Challenge → Can you edit the records below so that every "at least partially visible" becomes "even partly visible" and nothing else changes? Leave the pictures out of your answer.

--- start Task data ---

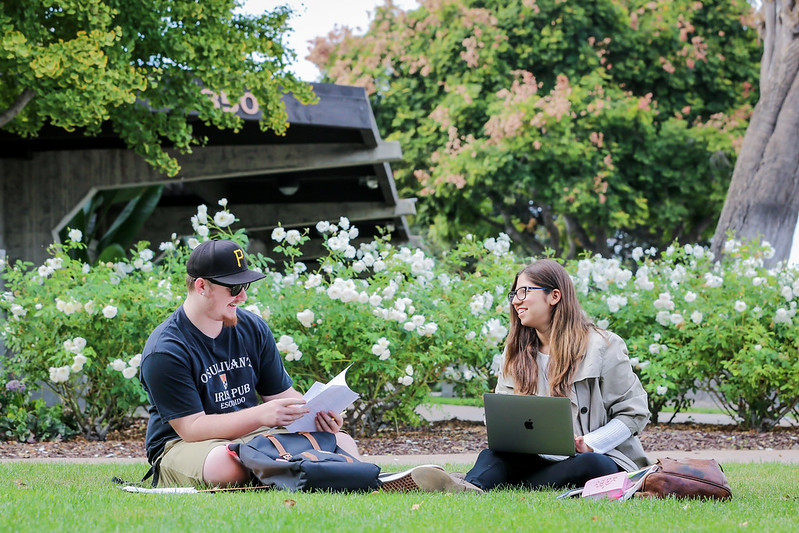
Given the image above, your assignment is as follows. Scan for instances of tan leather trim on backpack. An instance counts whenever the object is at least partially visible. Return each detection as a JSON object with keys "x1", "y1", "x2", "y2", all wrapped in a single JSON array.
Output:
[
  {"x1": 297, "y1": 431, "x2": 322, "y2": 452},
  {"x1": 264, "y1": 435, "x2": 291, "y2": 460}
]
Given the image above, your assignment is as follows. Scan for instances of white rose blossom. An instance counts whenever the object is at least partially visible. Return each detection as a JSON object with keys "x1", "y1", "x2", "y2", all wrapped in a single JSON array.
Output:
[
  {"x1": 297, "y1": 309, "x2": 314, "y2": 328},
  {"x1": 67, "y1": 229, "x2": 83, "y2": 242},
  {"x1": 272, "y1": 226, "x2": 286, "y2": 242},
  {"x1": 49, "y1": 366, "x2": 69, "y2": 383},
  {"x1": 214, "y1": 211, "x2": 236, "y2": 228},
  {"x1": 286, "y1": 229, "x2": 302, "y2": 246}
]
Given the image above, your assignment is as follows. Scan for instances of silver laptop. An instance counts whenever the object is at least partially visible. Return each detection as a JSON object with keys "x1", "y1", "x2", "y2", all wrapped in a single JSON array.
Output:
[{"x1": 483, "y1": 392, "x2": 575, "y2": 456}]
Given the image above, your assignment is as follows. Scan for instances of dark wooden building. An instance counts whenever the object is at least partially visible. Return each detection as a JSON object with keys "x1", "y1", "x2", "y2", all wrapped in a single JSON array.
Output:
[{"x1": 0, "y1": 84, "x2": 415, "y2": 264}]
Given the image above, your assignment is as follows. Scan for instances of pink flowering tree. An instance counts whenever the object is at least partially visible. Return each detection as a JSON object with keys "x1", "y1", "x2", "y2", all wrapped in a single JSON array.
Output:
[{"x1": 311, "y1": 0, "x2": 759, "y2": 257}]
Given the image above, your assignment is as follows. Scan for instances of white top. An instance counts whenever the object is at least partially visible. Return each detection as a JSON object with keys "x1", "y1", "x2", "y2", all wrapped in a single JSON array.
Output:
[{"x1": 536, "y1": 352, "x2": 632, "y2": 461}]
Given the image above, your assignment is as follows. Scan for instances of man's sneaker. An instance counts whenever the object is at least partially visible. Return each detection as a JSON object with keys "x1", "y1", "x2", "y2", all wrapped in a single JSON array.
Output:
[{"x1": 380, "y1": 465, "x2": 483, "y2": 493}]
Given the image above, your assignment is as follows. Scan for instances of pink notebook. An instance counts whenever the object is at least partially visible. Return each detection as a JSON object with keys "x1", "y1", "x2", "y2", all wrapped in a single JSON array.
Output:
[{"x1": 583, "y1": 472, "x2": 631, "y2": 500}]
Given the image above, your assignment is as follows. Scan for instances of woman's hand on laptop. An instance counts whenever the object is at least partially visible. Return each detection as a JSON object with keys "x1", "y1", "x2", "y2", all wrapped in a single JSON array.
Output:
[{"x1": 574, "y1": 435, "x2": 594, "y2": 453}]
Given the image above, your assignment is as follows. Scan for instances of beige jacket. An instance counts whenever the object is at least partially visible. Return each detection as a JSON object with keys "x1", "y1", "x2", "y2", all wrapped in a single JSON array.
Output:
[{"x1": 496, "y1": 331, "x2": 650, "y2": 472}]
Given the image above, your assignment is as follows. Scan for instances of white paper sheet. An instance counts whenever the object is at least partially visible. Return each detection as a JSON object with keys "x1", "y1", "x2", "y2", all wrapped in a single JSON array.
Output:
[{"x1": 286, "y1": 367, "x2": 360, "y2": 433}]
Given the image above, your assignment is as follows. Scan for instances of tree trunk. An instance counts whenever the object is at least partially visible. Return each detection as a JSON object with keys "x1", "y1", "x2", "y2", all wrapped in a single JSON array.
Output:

--- end Task data ---

Reply →
Given the image above, your assignment is as follows. Scan for instances of tan leather trim on backpack. An instance counts whenever the object is even partly visible. Return each detection as a JSON object with keys "x1", "y1", "x2", "y2", all wrapped in a single JSON array.
Output:
[
  {"x1": 297, "y1": 431, "x2": 322, "y2": 452},
  {"x1": 264, "y1": 435, "x2": 291, "y2": 460}
]
Given the image above, your assignment is as follows. Scan for instances of white rose blossom. An instance counts whenever the object is even partly visible. Return each detection as a JSON object with keys "x1", "y1", "x2", "y2", all wrapped in a single JSON array.
Output:
[
  {"x1": 297, "y1": 309, "x2": 314, "y2": 328},
  {"x1": 67, "y1": 229, "x2": 83, "y2": 242},
  {"x1": 272, "y1": 226, "x2": 286, "y2": 242},
  {"x1": 49, "y1": 366, "x2": 69, "y2": 383},
  {"x1": 214, "y1": 211, "x2": 236, "y2": 228},
  {"x1": 286, "y1": 229, "x2": 302, "y2": 246}
]
Given the image above, your assignment is as follows. Scan for instances of silver laptop. An instance counts whenever the object is even partly visible. Return each detection as a JSON object with keys "x1", "y1", "x2", "y2", all wrapped in a single JSON array.
Output:
[{"x1": 483, "y1": 392, "x2": 575, "y2": 456}]
Given the image above, your assignment is as follows. Scan for instances of dark wooden building. An instance counts whenever the object is even partly visible. Return each detection as a JSON object with keys "x1", "y1", "x2", "y2", all wrapped in a single JSON array.
Output:
[{"x1": 0, "y1": 84, "x2": 415, "y2": 264}]
Given the image above, your assignment is as follows. Scan for instances of pink flowering tree. An instance counts whenever the object is even partly visible. Return each detection as a JSON object with keys "x1", "y1", "x2", "y2", all wrapped in a single JSON array.
Output:
[{"x1": 311, "y1": 0, "x2": 759, "y2": 257}]
Given the image above, your assignment is as follows. Scan for instances of white top. An instance counts whenever the object is even partly visible. Return each detection as a JSON object with keys "x1", "y1", "x2", "y2", all wrapped in a single JSON array.
Output:
[{"x1": 536, "y1": 352, "x2": 632, "y2": 461}]
Given the image above, your assignment is as follows. Scan for instances of man's sneaker. An instance counts whenever the object is even partly visible. Return each detection as a JSON object with keys "x1", "y1", "x2", "y2", all wrapped in a single JSON array.
Output:
[{"x1": 380, "y1": 465, "x2": 483, "y2": 493}]
Given the image above, your assignment is as follows. Scan for instances of pink notebook. An instance counts whenever the object is even partly visible. Return each detection as a JSON object with keys "x1", "y1", "x2", "y2", all wrapped in a single JSON array.
Output:
[{"x1": 583, "y1": 472, "x2": 631, "y2": 500}]
Given the image above, your assignment is as follows. Scan for instances of woman's hand on laptop. An instance counts whenever the object is even partly visible. Return each detection as a JSON object with keys "x1", "y1", "x2", "y2", all wrapped in a single JSON array.
Output:
[{"x1": 574, "y1": 435, "x2": 594, "y2": 453}]
Given the image above, your assignment is as follows. Scan for instances of beige jacket. An instance counts whenever the object is even partly visible. Return each detection as a JSON object with keys "x1", "y1", "x2", "y2", all wrapped in a single JSON array.
Output:
[{"x1": 496, "y1": 331, "x2": 650, "y2": 472}]
Given the image above, your assignment is as follows. Scan for instances of white paper sheet. An instance counts whenever the object is even partly visible. Return each detection as a JSON object with keys "x1", "y1", "x2", "y2", all wrapped in a single JSON array.
Output:
[{"x1": 286, "y1": 367, "x2": 360, "y2": 433}]
Given the image above, your assignment is as follows. Scan for instances of tree trunk. An instance counts whenever the object is even partly visible. Return each detection as a JSON object with keys "x1", "y1", "x2", "y2", all wrapped in a single JSON array.
Output:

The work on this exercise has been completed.